(Dataset extract begins)

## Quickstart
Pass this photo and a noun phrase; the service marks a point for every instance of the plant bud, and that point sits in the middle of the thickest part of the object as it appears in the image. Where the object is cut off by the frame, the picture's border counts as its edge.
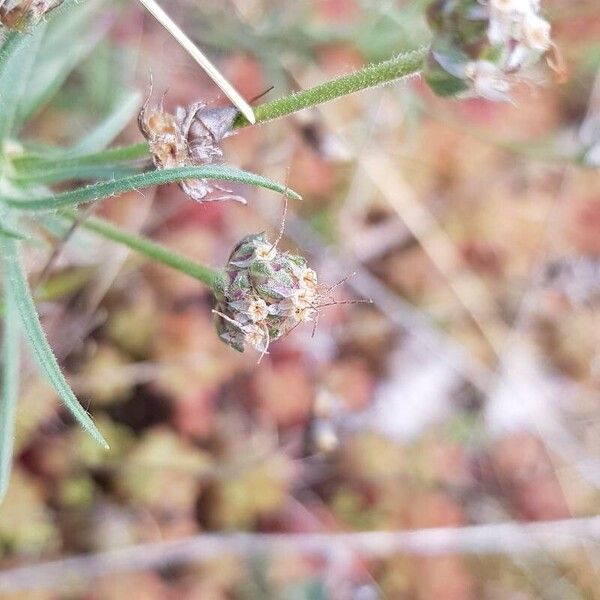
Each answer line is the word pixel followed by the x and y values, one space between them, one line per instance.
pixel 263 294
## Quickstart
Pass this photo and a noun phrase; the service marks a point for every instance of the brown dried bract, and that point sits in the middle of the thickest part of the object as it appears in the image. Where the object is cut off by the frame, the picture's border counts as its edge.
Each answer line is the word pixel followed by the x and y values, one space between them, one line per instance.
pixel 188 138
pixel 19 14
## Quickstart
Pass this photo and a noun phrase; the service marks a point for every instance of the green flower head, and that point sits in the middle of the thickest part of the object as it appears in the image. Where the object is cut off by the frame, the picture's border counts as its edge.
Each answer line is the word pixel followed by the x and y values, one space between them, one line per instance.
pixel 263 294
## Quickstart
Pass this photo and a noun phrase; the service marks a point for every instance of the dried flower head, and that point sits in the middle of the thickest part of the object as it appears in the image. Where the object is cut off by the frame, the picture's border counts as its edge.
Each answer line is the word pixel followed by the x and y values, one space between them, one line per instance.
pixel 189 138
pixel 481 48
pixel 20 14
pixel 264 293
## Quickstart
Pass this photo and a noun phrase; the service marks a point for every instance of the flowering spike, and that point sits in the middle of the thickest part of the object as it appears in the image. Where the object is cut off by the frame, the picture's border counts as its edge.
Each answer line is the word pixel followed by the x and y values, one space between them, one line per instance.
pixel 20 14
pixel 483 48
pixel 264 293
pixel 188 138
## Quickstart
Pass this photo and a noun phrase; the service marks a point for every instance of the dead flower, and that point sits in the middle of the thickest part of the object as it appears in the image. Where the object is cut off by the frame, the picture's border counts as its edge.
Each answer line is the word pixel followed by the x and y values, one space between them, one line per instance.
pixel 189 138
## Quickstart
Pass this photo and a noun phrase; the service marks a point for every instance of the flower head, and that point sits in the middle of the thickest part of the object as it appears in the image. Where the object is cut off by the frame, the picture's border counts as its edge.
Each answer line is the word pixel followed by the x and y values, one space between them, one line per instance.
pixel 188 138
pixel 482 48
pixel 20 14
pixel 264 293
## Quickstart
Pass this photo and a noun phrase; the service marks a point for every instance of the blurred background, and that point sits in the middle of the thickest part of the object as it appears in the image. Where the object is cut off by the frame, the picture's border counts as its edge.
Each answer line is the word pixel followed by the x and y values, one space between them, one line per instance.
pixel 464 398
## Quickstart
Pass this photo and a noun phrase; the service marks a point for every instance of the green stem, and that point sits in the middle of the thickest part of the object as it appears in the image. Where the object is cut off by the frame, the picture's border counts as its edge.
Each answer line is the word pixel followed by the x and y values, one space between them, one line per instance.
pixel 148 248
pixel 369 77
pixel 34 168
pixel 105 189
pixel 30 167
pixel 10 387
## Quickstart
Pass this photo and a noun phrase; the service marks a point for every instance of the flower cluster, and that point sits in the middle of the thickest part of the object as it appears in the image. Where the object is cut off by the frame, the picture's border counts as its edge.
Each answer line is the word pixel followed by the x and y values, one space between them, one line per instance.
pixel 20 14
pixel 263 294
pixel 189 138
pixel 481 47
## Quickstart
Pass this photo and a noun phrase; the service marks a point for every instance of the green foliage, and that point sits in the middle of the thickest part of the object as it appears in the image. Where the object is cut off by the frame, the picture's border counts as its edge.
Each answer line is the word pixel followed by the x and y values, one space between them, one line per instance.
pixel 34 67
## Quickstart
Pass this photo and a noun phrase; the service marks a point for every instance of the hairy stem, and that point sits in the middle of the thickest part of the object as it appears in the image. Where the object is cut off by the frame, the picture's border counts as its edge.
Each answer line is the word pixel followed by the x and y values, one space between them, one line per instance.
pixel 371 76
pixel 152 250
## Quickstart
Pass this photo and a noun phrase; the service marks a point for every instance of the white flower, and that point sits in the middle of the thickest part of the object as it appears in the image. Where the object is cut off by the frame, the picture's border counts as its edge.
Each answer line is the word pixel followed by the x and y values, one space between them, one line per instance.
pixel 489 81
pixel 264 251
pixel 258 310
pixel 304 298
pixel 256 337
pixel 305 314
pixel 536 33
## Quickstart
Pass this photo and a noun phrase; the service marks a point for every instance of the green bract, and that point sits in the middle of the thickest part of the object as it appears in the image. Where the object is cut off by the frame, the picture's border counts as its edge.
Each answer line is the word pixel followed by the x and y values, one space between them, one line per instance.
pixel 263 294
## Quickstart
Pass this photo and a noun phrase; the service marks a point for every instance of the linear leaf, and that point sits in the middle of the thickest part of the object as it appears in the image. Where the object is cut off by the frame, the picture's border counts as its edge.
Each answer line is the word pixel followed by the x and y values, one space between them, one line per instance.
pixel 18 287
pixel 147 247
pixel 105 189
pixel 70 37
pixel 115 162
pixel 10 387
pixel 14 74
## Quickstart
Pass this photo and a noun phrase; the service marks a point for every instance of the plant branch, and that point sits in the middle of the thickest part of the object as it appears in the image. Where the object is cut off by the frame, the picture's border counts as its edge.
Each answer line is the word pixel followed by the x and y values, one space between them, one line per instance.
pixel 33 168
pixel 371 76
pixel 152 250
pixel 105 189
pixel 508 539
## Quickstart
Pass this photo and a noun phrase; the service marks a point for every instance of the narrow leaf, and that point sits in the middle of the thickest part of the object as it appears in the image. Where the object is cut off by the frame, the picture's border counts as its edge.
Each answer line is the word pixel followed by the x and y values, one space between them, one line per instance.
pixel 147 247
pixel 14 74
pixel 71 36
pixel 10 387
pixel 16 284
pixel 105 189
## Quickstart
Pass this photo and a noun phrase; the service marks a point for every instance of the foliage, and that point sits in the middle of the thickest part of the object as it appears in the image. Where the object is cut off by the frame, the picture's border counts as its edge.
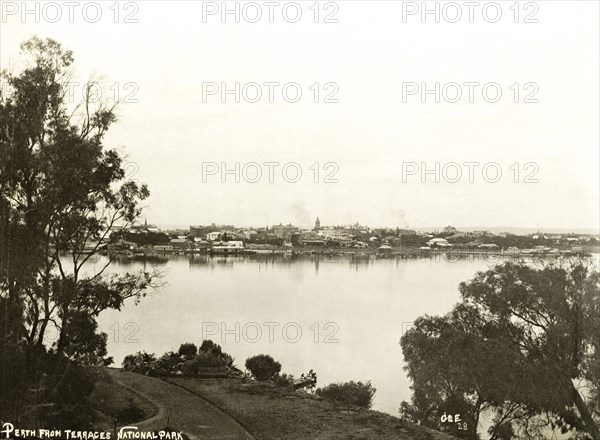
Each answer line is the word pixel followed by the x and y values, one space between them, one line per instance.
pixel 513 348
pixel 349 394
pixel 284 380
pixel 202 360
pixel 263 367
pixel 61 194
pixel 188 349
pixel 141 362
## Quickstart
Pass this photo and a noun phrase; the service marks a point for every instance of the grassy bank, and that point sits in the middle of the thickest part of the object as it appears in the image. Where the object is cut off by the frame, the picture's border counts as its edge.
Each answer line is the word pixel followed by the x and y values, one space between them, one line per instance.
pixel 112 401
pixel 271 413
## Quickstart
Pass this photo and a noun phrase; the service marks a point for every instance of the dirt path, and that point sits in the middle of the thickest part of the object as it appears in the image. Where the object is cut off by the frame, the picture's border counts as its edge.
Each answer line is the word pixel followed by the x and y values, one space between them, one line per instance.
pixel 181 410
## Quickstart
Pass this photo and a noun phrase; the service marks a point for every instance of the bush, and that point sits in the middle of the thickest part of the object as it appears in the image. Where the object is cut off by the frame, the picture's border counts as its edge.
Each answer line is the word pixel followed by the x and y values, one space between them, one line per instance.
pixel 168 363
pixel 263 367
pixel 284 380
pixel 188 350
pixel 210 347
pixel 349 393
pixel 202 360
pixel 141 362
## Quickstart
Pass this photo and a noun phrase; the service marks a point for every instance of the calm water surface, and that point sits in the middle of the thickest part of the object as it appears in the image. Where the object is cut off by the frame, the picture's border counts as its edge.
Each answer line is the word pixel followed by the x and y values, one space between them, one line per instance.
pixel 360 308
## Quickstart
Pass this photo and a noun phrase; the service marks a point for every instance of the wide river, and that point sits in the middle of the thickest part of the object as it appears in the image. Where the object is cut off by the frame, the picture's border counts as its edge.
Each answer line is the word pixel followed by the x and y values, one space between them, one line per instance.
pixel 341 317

(Dataset extract ends)

» Problem to work on: Print each record exactly as it stands, skipping the pictures.

» Task response:
## Quickstart
Pass this photo and a noun phrase; the service marks a point for every instance of the plant bud, and that point sits in the middle of the thickest part of the object as it appears in the image. Where the object is cut off by the frame, the picture's border counts as its edge.
Each answer line is the word pixel followed by the x and y values, one space between them, one line per instance.
pixel 263 294
## Quickstart
Pass this photo and a noun phrase; the service marks a point for every instance of the brown dried bract, and that point sits in the middle of the thickest part of the object as it appears in the image. Where the object is cut off by the frame, the picture's border counts as its edge.
Each answer line is the word pixel followed by the x and y values, one space between them, one line per instance.
pixel 188 138
pixel 19 14
## Quickstart
Pass this photo and a noun phrase; the service marks a point for every instance of the green flower head, and that point sits in the middle of the thickest part of the object as it appears in the image. Where the object is cut off by the frame, the picture's border counts as its edge.
Each answer line is the word pixel followed by the x and y values, one space between them, one line per instance.
pixel 263 294
## Quickstart
Pass this photo and a noun phrase; the service marks a point for every instance of the dried flower head, and that point sits in the middle of the thickest part of the object as it appears in the image. Where the object is cut off by the frame, the picture's border counts as its edge.
Each answer line is the word pixel followed by the x and y values, one space between them, one line per instance.
pixel 189 138
pixel 481 48
pixel 20 14
pixel 264 293
## Quickstart
Pass this photo and a noun phrase; the service marks a point for every instance of the flowering spike, and that point sits in the middle of the thickest part of the object as it appears in the image. Where the object is cut off by the frame, the picture's border counts as its edge.
Each answer line is the word pixel followed by the x and y values, one space between them, one line per instance.
pixel 20 14
pixel 483 48
pixel 264 293
pixel 188 138
## Quickstart
Pass this photo and a noun phrase; the service marks a point for every instance of the dead flower, and that point sits in the middle of the thickest part of the object as it appears in the image. Where the object is cut off by the frame, the picture's border counts as its edge.
Each answer line is the word pixel followed by the x and y values, one space between them, one line per instance.
pixel 189 138
## Quickstart
Pass this photo and a noun phrase; the service marks a point for every instance of the flower head, and that point sits in the middle of the thickest part of the object as it appears in the image. Where the object is cut off by the frame, the picture's border counts as its edge.
Each answer line is the word pixel followed by the x and y values, one space between them, one line per instance.
pixel 188 138
pixel 482 48
pixel 20 14
pixel 264 293
## Quickstart
Pass this photo and a noun phrase; the service marks a point for every instance of the blurred background, and that point sits in the middle of the thickest part of the object as it appears in the image. Where the object is cut off by the frame, the picture's border counts as its edge.
Each answer line is the word pixel followed by the x and y values, one space between them, one line per instance.
pixel 464 398
## Quickstart
Pass this photo and a noun phrase; the service marks a point for every instance of the green stem, and that point sits in the middle of the thickest part of the object as it appears in the image. Where the object is cut off by the frame, the picture's border counts as its edge.
Each answer line is the word pixel followed by the x and y values, one space between them, one line per instance.
pixel 148 248
pixel 369 77
pixel 34 168
pixel 105 189
pixel 30 167
pixel 10 387
## Quickstart
Pass this photo and a noun phrase; the service marks a point for every instance of the flower cluster, and that point sits in the middle of the thickest part of the object as it appears in the image. Where the object is cut off by the frame, the picture's border counts as its edge.
Each answer line is the word pixel followed by the x and y values, one space between them, one line per instance.
pixel 20 14
pixel 263 294
pixel 189 138
pixel 481 47
## Quickstart
Pass this photo and a noun phrase; the service marks a point for every instance of the green foliage, and that point sits in the middle of the thickest part of the object as it appears in the image. Where the object is cut off by the frame, the picture's border counts as its edge.
Each answer line is the word pixel followed by the x and y values, one space between them, one line per instance.
pixel 34 67
## Quickstart
Pass this photo and a noun phrase; the service marks a point for every instance of the hairy stem, and that point sits in the middle of the thickest part of the object as it appears in the image. Where the object is cut off by the frame, the picture's border counts as its edge.
Each answer line is the word pixel followed by the x and y values, one space between them, one line per instance.
pixel 371 76
pixel 152 250
## Quickstart
Pass this photo and a noun phrase; the service marks a point for every instance of the white flower, and that point sits in the middle of the thickest part of the object as it appears in the image. Where the object is cut off by the frame, the picture's border counts as its edge.
Each answer line is the word pixel followed by the x and y values, one space between them, one line per instance.
pixel 489 81
pixel 264 251
pixel 258 310
pixel 304 298
pixel 256 337
pixel 305 314
pixel 536 33
## Quickstart
Pass this photo and a noun phrase; the service marks a point for every instance of the green bract, and that point sits in the middle of the thickest part of the object as it appears in the image. Where the object is cut off by the frame, the picture's border counts as its edge.
Each answer line is the word pixel followed by the x and y values, one space between them, one line per instance.
pixel 263 294
## Quickstart
Pass this photo and a noun phrase; the service marks a point for every instance of the linear leaf, and that point sits in the middle of the thickest part of the object as it appears in the image. Where the object is cut off by the frame, the picture's border counts as its edge.
Each answer line is the word pixel followed by the x and y values, one space between them, one line per instance.
pixel 18 287
pixel 147 247
pixel 105 189
pixel 70 37
pixel 115 162
pixel 10 387
pixel 14 74
## Quickstart
Pass this photo and a noun phrase; the service marks a point for every instance of the plant branch, and that point sits in the middle of the thickest part of the object as it appears in the image. Where the object is cut off by the frame, the picture's border counts as its edge.
Each answer line is the word pixel followed by the x and y values, one space between them, one line per instance.
pixel 33 168
pixel 371 76
pixel 152 250
pixel 105 189
pixel 508 539
## Quickstart
Pass this photo and a noun phrase; the service marks a point for every instance of the narrow leaf, and that point sits in the middle of the thickest part of the object as it appears in the image. Where the object is cut off by the frame, the picture's border counts as its edge.
Each answer line is the word pixel followed by the x and y values, one space between them, one line per instance.
pixel 147 247
pixel 14 74
pixel 71 36
pixel 10 387
pixel 16 284
pixel 105 189
## Quickstart
Pass this photo and a noun phrase; the service marks a point for every instance of the foliage, and that point sits in the middle of the thickest part of the object as it appears in the image. Where the object is cut off by the frame, the picture's border counts as its edge.
Each answer line is the word pixel followed by the x and y values, one space between them, one line per instance.
pixel 513 348
pixel 349 394
pixel 284 380
pixel 202 360
pixel 263 367
pixel 61 194
pixel 188 349
pixel 141 362
## Quickstart
Pass this photo and a noun phrase; the service marks a point for every instance of the grassy bank, and that point sits in the middle of the thickest part of the object as it appears in the image. Where the object is cut off by the frame, the picture's border counts as its edge.
Each answer line is the word pixel followed by the x and y values, one space between them, one line per instance.
pixel 112 401
pixel 271 413
## Quickstart
Pass this photo and a noun phrase; the service marks a point for every instance of the dirt path, and that point sits in the middle of the thickest part of the object as it appears in the image. Where the object is cut off by the frame, the picture's border counts as its edge.
Each answer line is the word pixel followed by the x and y values, one space between them, one line per instance.
pixel 181 410
## Quickstart
Pass this photo and a noun phrase; the service marks a point for every instance of the bush, and that point sits in the middle of the thickest part of the object as it appears in the image. Where the object is cut off by the frame, the picture's border counts as its edge.
Each answer line is the word pixel followed by the x and y values, one space between them, one line per instance.
pixel 168 363
pixel 263 367
pixel 284 380
pixel 188 350
pixel 210 347
pixel 349 393
pixel 202 360
pixel 141 362
## Quickstart
Pass this photo and a noun phrase; the service marks a point for every instance of the calm water surface, and that point sits in the middle of the thickest part of the object as it appears in the image. Where the object is cut off by the frame, the picture's border counts as its edge.
Each answer line is the word pixel followed by the x and y values, one space between them, one line per instance.
pixel 360 308
## Quickstart
Pass this photo and a noun phrase; the service marks a point for every instance of the wide river, and that point sits in the middle of the thickest part of the object as it appears in the image. Where the object is cut off by the frame, the picture's border counts as its edge.
Each answer line is the word pixel followed by the x and y values, one space between them, one line per instance.
pixel 341 317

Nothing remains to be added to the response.